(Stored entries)

-- Begin --

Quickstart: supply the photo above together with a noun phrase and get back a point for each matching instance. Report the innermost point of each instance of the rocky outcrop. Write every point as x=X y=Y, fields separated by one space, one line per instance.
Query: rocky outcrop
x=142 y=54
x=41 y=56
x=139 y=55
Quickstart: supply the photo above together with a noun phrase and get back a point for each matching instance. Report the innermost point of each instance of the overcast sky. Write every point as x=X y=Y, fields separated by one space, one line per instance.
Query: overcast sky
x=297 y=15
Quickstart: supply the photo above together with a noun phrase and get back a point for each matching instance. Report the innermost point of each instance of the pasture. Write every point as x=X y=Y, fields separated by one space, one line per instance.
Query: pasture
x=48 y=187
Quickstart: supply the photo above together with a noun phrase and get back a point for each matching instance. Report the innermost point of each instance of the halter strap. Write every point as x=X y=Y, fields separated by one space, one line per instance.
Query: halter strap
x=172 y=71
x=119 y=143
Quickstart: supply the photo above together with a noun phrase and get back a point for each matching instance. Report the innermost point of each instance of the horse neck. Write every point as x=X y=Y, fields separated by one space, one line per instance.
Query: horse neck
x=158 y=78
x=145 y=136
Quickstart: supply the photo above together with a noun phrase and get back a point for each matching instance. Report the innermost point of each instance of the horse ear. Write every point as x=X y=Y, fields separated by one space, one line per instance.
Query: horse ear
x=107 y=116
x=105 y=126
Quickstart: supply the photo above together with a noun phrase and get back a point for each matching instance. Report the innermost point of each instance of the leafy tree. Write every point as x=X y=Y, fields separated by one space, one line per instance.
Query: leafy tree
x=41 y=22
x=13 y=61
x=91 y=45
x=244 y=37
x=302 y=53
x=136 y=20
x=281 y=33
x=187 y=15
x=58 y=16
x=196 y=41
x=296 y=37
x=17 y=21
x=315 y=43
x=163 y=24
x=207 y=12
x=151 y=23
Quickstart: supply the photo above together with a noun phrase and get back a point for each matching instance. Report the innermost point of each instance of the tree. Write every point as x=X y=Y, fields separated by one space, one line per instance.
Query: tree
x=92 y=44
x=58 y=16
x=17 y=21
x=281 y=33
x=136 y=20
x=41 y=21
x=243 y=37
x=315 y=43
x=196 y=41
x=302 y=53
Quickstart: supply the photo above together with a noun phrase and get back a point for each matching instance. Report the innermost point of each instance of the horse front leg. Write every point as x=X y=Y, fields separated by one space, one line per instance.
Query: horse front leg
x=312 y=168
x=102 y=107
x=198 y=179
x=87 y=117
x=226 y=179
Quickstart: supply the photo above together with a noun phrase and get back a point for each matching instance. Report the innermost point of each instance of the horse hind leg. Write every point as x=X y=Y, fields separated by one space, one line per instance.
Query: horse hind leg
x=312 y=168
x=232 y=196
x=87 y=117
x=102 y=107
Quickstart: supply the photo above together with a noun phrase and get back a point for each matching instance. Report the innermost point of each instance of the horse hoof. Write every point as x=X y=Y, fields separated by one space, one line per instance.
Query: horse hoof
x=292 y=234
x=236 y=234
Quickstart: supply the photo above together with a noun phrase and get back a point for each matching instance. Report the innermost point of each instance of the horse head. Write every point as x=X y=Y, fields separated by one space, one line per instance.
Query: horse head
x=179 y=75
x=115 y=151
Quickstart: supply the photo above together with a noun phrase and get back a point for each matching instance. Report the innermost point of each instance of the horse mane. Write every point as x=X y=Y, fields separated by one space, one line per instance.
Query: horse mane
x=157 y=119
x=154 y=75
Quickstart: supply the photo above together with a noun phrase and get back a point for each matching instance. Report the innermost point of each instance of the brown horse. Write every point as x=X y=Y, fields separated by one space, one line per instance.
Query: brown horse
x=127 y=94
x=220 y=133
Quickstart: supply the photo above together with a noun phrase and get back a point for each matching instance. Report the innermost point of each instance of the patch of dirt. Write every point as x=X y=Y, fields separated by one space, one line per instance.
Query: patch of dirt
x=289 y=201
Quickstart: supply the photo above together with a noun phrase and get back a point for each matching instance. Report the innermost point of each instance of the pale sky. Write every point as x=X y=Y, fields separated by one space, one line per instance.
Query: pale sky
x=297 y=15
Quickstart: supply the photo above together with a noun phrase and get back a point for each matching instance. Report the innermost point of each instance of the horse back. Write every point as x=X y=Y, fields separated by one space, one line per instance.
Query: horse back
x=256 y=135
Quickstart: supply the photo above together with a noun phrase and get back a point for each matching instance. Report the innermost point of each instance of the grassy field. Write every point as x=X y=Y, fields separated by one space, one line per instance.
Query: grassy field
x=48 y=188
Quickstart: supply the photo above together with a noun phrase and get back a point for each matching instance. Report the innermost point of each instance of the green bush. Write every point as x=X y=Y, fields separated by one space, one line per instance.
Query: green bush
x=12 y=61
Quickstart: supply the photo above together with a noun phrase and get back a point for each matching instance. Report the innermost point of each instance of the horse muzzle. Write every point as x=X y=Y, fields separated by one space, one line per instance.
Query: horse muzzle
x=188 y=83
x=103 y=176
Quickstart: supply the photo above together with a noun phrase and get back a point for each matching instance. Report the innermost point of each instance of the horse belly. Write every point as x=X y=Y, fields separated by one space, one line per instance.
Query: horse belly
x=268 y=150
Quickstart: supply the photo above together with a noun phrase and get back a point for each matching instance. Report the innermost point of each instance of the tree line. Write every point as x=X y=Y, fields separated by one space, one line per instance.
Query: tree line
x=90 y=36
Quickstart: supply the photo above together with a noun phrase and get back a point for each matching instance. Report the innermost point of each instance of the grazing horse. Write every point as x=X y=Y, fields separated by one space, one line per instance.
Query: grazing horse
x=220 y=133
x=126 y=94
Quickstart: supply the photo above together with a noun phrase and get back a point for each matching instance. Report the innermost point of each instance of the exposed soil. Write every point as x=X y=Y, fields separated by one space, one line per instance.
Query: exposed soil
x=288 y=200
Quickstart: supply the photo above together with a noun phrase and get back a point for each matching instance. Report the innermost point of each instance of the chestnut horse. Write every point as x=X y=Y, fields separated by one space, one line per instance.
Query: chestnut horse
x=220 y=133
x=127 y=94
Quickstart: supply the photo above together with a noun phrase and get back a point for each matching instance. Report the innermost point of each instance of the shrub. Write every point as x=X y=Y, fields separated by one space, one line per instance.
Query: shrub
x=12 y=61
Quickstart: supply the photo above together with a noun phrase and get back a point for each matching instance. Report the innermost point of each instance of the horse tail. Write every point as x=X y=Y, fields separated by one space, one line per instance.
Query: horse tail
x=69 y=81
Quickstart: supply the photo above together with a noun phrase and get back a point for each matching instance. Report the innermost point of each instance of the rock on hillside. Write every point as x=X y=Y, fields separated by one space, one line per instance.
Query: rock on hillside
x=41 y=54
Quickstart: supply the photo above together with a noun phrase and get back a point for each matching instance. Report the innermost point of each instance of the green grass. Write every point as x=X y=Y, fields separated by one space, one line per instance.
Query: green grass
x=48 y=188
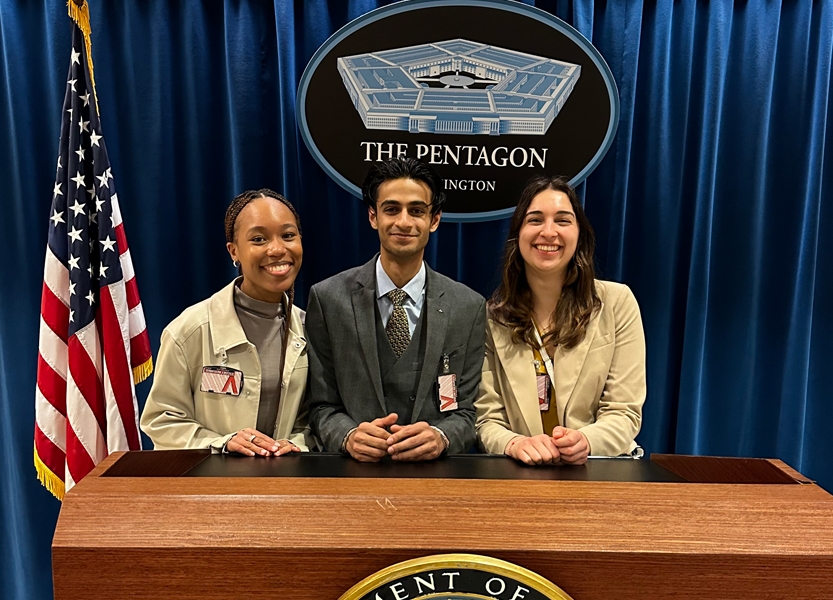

-- End --

In the data above, print verbatim the stretch from the line containing "of the pale" through the line containing "Query: pale sky", including both of those lines.

Quickstart: supply the photo above together with a noun phrase and get back a point for each matching instance. Report the innermost point of each instance of the pale sky. Write every point as x=X y=Y, fields separated by one space, one line per instance.
Query: pale sky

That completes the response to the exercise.